- Task objective: Continue the essay below on deconstruction and people as objects, starting right after its final sentence.

Deconstruction

NY Review – Learning from a Modern Master

This review was so good I bought the book – The Fourth Dimension of a Poem. The reviewer, William H. Gass, introduced me to a new concept – deconstruction, which I had certainly heard of before,  but only in passing.

The High Priest of deconstructionism was Jacques Derrida – who sought to:

Find the element in the system studied which is alogical, the thread in the text in question that will unravel it all, or the loose stone that will pull down the whole building.

I must confess to doing some of this myself – trying to deconstruct the edifice of my parent’s world, and the business world I grew to hate – with a passion. All in vain – it refused to fall down.

I had used the words construction and destruction - and was shocked by destructiveness of the business world.

The literary world – which I was not familiar with – spoke of deconstruction, instead of destruction. This was the same process – with a longer word.

Now you know it too.

People Are Just Objects, Like Everything Else

Once I have said this, I must immediately define what an object is. I have two ways of doing this – the first is taken from linguistics,  and the second from programming.

A basic sentence has a subject, verb, object structure. The subject does something to an object. The subject is active, the object passive – but both are things, only the verb is active. Buckminster Fuller, who became something of a new age guru back in the Sixties – once proclaimed that he was a verb. And that made sense at the time.

Objects in programming take more explaining – unless you were a programmer in the Eighties and Nineties, when Object-Oriented Programming (OOP) was the rage. Programming styles come and go – with no more logic than the styles in woman’s clothing. Back then, OOP was the thing - and everyone wanted to do it, whether they understood it or not.

Someone should do some in-depth psychoanalysis of this sometime, and figure out what was really going on. But that won’t be done because we were all swept up into something bigger – the boom of the last decade of the last century and the bust of first decade of this one. This has all kinds of names (such as the Dotcom Boom) – but at the time we called it mostly the Internet Boom.

- Collected material:
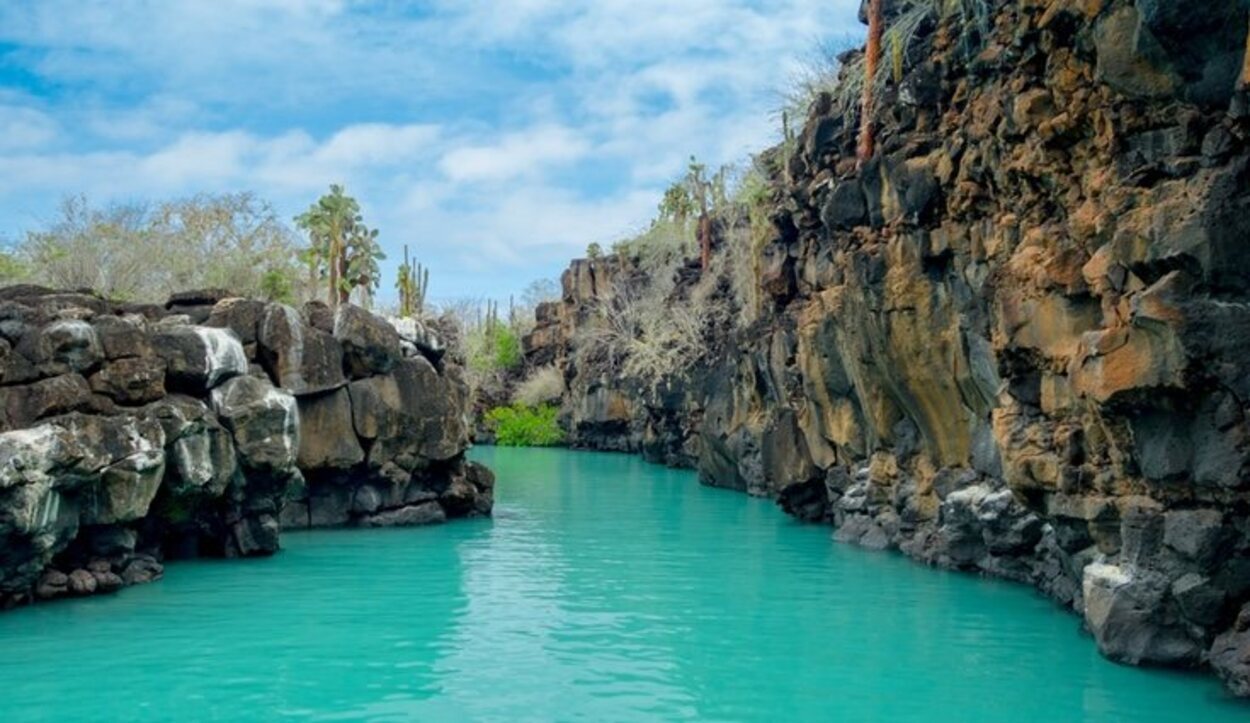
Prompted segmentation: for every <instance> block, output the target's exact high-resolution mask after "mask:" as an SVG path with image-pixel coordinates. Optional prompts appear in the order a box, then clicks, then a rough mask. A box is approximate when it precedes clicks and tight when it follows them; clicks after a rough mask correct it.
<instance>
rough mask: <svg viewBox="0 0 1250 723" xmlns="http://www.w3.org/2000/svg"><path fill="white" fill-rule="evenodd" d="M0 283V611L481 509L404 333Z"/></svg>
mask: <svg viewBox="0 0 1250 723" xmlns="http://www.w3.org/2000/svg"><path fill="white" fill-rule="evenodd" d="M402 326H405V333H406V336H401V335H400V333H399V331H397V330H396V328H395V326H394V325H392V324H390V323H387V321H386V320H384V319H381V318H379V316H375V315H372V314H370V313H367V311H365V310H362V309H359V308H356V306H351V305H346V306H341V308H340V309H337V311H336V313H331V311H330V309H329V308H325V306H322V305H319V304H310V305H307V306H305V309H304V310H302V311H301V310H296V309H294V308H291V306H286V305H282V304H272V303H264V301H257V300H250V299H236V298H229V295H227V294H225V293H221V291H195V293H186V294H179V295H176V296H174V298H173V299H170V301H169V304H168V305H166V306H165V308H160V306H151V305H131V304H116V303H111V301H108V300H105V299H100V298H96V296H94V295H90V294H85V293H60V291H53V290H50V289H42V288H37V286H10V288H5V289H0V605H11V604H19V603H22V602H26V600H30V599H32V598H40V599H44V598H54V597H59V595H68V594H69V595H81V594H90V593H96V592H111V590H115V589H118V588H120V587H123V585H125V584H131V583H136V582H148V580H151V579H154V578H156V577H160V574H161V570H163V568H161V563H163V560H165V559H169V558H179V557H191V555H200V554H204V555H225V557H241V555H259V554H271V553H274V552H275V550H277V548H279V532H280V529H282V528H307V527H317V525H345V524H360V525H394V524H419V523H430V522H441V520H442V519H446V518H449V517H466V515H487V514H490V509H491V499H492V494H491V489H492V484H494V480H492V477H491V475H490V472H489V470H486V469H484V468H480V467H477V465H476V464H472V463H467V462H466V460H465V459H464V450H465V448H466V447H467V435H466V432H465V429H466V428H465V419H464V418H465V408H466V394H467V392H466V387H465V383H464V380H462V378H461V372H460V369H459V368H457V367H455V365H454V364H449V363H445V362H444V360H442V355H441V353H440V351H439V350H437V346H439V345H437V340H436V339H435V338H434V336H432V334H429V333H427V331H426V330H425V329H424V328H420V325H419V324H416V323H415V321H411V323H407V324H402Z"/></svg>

- Expected answer:
At the time, we felt that the Internet was so powerful it had created a New Economy where everyone would get rich automatically. And part of this, somehow was OOP, There was also Java – which took the programming world by storm. Which incorporated both OOP and the Internet.

This was too much for me – and in 2001 I retired and moved to Costa Rica. I still keep in touch with what is going on in the Software world. And right now I am re-thinking the significance of objects. And realizing that it they were a significant part of what was going on in the 19th and 20th Centuries.

The Industrial Revolution (and there were several of them) were processes in which machines became more and more important. And people became less and less important. And the most important part of this change was our growing inability to understand this.

We were fast becoming objects – things. We no longer existed as humans.

As humans, we were animals – with an important difference. And we were fully aware of this difference – at least in our better moments. But we were losing this awareness.

I will never forget my mother screaming “I’m not an animal!” And indeed she was not. She was a strange being we had no words for – but she acted like a demon.

For the time being, I want to call these people objects – but I also want to note that they are demons. And to be fair, I have to put myself right among them.

Now I must say more about being an object. It is similar to being a machine – but with important differences. It can be programmed – and it can use this programming to interact with other objects. It has no mind of its own – no existence of its own. If it did, it would be destroyed.

The overall structure is familiar enough – a machine. But a machine with programmable components.

Is this anything new? No, it is not terribly new, societies have been acting like machines for a long time. Human machines built the pyramids.

But it is different in a subtle way – the components (objects) are more flexible, and they expect (even want) to be changed frequently. They do not want to have a permanent identity – as people do in more traditional societies.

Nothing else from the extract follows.